The request - Copy the lines below word for word, from the very first line through the line containing "[138,309,200,374]", including both.

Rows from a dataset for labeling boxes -
/---

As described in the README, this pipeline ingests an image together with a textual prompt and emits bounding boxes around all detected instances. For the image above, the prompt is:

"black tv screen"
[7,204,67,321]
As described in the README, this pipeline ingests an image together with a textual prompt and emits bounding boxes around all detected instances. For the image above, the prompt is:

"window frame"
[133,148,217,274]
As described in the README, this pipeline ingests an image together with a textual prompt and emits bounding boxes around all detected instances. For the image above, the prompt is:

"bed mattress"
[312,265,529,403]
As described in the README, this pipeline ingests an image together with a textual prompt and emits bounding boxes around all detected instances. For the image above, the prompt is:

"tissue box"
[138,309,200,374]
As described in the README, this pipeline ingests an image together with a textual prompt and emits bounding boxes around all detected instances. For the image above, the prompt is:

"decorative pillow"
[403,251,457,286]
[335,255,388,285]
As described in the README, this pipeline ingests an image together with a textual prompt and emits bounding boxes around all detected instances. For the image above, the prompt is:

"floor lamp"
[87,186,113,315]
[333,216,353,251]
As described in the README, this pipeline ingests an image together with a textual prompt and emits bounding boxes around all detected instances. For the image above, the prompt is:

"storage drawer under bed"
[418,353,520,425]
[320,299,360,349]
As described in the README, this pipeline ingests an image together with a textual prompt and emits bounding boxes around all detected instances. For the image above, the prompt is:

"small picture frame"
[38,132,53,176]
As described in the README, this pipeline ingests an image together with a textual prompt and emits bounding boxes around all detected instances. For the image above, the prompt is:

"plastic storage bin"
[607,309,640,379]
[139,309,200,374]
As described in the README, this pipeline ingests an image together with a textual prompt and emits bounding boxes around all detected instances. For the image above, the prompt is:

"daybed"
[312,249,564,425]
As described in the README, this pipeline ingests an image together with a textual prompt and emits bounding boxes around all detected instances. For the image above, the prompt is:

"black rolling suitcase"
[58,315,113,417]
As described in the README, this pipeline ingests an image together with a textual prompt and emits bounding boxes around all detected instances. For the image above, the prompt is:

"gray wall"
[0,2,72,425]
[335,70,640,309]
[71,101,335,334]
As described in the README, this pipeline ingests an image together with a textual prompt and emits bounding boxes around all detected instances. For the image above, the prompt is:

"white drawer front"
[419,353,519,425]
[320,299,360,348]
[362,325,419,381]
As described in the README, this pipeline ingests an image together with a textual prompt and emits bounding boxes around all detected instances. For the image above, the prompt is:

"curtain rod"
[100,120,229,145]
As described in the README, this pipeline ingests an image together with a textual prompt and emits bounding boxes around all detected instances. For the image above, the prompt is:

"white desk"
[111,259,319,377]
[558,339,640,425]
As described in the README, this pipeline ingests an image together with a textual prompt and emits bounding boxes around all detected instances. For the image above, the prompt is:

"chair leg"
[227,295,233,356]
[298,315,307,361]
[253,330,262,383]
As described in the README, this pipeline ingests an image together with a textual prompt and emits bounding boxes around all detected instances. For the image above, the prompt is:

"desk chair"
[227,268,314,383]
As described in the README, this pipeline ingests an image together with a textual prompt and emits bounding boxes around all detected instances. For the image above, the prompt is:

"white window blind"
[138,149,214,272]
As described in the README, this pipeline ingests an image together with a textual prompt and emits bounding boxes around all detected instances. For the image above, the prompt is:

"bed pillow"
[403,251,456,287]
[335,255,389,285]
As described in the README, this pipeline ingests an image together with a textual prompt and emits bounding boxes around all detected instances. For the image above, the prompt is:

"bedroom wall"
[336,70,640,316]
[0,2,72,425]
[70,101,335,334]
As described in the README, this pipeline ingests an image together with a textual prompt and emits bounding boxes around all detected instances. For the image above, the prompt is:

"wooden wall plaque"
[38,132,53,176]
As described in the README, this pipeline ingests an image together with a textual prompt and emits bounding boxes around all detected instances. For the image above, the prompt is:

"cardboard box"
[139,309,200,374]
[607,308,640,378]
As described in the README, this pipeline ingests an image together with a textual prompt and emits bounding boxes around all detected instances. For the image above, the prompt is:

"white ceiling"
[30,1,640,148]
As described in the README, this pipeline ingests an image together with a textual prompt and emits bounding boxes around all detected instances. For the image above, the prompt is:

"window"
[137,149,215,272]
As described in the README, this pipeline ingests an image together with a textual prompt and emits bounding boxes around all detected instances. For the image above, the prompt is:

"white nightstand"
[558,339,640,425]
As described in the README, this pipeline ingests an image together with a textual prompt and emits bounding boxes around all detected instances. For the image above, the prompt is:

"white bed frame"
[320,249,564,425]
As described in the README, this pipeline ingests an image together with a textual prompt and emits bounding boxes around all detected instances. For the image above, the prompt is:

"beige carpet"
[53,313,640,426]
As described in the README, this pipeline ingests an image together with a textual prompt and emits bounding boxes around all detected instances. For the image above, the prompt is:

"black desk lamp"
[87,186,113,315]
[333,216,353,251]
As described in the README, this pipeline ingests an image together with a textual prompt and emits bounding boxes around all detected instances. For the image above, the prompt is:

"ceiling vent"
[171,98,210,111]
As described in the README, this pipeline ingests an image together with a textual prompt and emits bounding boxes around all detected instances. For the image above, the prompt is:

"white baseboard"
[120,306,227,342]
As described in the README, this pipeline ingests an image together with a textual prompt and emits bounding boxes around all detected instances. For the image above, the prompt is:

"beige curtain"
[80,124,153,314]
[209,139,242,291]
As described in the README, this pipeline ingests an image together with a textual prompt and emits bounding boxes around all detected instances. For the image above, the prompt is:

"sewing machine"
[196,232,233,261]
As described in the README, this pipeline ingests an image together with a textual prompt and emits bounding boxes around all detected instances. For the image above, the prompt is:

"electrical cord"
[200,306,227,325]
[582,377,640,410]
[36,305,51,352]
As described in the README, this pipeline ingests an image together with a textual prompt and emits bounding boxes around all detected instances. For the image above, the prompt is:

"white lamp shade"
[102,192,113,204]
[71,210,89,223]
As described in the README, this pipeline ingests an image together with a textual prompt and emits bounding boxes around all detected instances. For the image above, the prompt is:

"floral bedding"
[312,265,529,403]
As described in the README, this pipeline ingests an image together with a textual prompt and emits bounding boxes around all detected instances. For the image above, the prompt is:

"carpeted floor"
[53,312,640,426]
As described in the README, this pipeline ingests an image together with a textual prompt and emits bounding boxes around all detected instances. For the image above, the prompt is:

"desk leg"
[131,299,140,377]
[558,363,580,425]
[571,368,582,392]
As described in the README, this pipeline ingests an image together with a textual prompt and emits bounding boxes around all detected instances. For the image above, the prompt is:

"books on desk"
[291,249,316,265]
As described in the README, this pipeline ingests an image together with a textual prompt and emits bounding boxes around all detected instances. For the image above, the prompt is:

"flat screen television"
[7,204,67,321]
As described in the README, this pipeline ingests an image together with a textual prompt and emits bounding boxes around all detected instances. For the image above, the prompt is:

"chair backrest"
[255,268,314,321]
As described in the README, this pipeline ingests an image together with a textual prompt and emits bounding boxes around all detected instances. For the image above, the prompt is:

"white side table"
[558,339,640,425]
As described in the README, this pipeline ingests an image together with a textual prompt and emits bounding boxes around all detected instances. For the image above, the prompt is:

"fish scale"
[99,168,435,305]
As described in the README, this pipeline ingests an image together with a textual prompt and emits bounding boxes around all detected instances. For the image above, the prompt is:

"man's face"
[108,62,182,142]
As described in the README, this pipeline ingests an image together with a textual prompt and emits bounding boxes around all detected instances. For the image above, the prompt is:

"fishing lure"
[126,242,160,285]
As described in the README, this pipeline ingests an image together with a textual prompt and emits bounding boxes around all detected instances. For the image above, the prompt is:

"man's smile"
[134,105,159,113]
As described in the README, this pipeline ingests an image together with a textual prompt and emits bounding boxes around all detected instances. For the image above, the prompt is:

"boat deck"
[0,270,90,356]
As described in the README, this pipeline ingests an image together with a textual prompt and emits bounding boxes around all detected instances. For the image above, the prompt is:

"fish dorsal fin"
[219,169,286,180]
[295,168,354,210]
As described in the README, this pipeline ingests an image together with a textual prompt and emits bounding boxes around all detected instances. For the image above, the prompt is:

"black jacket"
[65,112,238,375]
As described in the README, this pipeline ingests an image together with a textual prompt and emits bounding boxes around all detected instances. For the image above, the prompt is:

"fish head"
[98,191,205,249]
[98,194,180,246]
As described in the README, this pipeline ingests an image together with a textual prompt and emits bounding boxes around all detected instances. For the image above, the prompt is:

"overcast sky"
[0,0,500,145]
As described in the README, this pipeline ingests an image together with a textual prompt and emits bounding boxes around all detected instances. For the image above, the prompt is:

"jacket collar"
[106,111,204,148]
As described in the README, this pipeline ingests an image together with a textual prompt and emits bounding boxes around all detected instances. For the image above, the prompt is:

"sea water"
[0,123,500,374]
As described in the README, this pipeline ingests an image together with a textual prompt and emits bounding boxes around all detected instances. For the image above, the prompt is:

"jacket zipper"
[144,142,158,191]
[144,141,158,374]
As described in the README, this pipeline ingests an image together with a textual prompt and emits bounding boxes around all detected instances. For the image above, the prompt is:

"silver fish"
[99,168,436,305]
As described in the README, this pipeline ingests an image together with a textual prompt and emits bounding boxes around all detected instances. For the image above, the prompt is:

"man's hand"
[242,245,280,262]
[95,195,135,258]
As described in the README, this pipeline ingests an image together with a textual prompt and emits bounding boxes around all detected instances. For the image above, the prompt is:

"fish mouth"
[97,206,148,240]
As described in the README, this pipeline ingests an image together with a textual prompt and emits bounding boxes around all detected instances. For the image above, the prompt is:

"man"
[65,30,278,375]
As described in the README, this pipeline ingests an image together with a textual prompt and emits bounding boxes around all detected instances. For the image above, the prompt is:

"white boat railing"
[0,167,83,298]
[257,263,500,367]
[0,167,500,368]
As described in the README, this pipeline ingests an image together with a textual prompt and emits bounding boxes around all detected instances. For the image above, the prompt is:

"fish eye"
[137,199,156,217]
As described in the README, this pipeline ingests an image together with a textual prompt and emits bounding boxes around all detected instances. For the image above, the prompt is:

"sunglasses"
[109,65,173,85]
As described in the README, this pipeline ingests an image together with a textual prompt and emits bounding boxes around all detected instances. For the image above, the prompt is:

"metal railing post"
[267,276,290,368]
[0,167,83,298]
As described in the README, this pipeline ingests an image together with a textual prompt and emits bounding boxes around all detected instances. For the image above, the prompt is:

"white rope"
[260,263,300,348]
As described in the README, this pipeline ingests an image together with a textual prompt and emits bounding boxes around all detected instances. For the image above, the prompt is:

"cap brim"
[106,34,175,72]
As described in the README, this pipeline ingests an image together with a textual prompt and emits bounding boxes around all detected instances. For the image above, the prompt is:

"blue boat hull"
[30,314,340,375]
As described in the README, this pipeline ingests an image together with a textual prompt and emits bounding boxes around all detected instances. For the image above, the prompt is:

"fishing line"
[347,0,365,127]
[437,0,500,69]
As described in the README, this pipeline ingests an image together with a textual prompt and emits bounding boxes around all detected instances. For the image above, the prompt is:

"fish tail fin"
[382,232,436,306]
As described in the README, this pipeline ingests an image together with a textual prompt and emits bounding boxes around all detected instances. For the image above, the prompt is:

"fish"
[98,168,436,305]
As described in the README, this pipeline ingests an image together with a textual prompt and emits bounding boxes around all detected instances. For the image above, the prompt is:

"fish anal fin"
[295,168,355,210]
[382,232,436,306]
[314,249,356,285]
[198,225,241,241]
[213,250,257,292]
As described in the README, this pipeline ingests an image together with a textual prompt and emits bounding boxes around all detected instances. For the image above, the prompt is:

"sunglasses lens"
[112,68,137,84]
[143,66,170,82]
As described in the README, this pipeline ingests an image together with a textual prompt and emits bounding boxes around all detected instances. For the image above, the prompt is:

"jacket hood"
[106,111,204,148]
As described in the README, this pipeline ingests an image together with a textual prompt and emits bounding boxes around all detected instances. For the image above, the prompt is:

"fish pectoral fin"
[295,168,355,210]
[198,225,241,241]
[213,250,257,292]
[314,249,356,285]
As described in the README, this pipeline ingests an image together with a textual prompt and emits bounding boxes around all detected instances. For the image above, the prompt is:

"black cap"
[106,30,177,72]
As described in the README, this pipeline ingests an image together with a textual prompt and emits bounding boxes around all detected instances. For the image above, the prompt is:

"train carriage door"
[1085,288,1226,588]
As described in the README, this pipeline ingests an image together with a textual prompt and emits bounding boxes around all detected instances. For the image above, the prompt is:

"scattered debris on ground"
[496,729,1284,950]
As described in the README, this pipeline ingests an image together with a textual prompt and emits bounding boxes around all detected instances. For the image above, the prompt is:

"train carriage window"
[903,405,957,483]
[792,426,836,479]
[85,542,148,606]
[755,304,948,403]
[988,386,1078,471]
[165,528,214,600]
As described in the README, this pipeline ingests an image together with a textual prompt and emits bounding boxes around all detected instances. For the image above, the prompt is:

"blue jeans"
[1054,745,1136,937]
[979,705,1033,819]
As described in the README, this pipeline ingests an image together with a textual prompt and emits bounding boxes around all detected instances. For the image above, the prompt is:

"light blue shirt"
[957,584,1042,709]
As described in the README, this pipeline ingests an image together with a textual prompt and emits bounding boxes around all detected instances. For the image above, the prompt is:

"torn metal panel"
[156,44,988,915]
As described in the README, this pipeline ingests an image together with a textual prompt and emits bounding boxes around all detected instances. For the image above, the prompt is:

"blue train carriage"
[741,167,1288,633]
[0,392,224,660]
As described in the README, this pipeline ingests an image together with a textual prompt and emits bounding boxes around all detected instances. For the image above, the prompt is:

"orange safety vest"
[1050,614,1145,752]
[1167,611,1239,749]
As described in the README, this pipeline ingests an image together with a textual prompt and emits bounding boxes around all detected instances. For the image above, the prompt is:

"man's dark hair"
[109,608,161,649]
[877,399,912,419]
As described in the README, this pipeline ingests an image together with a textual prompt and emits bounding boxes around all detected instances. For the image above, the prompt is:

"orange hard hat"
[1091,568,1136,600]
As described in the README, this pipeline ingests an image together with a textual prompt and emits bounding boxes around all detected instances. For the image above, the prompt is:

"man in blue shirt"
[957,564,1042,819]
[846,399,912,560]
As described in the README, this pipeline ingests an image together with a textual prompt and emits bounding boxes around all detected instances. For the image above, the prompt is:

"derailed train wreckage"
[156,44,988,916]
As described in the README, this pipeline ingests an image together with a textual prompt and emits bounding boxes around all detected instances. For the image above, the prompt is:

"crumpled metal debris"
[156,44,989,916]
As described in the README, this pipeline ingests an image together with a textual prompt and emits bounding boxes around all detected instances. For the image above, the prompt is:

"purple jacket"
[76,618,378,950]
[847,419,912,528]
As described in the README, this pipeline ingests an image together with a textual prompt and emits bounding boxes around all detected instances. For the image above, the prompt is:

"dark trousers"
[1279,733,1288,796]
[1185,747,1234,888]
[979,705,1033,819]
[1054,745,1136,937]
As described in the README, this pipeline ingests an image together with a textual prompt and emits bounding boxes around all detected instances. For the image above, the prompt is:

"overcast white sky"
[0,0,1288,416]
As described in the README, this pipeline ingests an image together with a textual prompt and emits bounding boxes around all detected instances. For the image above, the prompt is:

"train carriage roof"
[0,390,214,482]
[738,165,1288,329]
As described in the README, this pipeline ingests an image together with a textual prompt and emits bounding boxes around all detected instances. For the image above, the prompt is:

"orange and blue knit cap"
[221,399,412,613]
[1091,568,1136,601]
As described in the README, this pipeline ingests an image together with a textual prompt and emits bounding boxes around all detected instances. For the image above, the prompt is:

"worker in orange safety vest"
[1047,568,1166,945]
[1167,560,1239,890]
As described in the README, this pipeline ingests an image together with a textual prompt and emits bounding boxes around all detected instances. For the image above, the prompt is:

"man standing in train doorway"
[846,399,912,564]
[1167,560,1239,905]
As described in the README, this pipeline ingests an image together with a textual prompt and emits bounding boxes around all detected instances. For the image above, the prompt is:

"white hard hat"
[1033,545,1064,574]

\---

Correct answer -
As described in the README, this pipeline ingests an image together with a textual prompt and emits bounding boxes around all detected instances. For the image above, the prompt is:

"black tv screen"
[7,204,67,321]
As described in the README, this pipeline ingests an image together with a textual prompt and emits bounding boxes around all detected instances. For the image above, the prompt is:

"window frame"
[133,148,217,274]
As described in the README, this pipeline ingests an image together with a textual prompt and emits bounding boxes around all detected instances. For the image above, the prompt is:

"bed mattress"
[312,265,529,403]
As described in the README, this pipeline ingests an image together with a textual prompt and emits bounding boxes around all detected instances. For the image above, the prompt is:

"tissue box"
[138,309,200,374]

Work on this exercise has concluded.